* REQUIRED WORK
Arrange the lines of the records below as a numbered list, from the line with "Can you find the window" through the end of the records, leaving out any blank lines.

* EXTRACTED DATA
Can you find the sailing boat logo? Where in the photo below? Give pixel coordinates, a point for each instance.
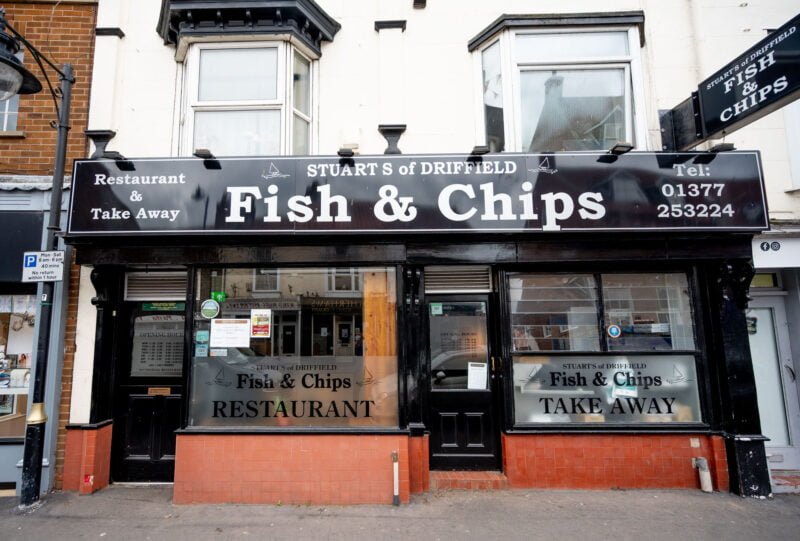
(677, 376)
(272, 172)
(544, 167)
(219, 379)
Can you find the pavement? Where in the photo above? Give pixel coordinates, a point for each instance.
(146, 512)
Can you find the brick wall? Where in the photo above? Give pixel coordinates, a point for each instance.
(64, 33)
(612, 461)
(292, 469)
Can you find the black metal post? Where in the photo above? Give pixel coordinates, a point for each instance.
(37, 419)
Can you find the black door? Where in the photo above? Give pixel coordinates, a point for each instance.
(148, 391)
(462, 403)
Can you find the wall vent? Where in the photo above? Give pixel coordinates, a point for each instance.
(155, 286)
(473, 279)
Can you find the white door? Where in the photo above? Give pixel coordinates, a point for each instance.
(778, 404)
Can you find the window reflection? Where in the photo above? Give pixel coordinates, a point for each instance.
(573, 109)
(295, 347)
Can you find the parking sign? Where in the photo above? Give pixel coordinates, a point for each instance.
(43, 266)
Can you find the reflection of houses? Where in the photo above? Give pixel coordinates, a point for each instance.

* THE OUTPUT
1. Can you find the window reflection? Where in the photo above? Give pixel coordinates, a point for each instance.
2. (573, 109)
3. (295, 347)
4. Can you find the parking sign? Where in the photo above? Give pixel coordinates, a point for each instance.
5. (43, 266)
6. Can you find the reflection of houses? Where in the photo above? Give pixel coordinates, a point for each instance.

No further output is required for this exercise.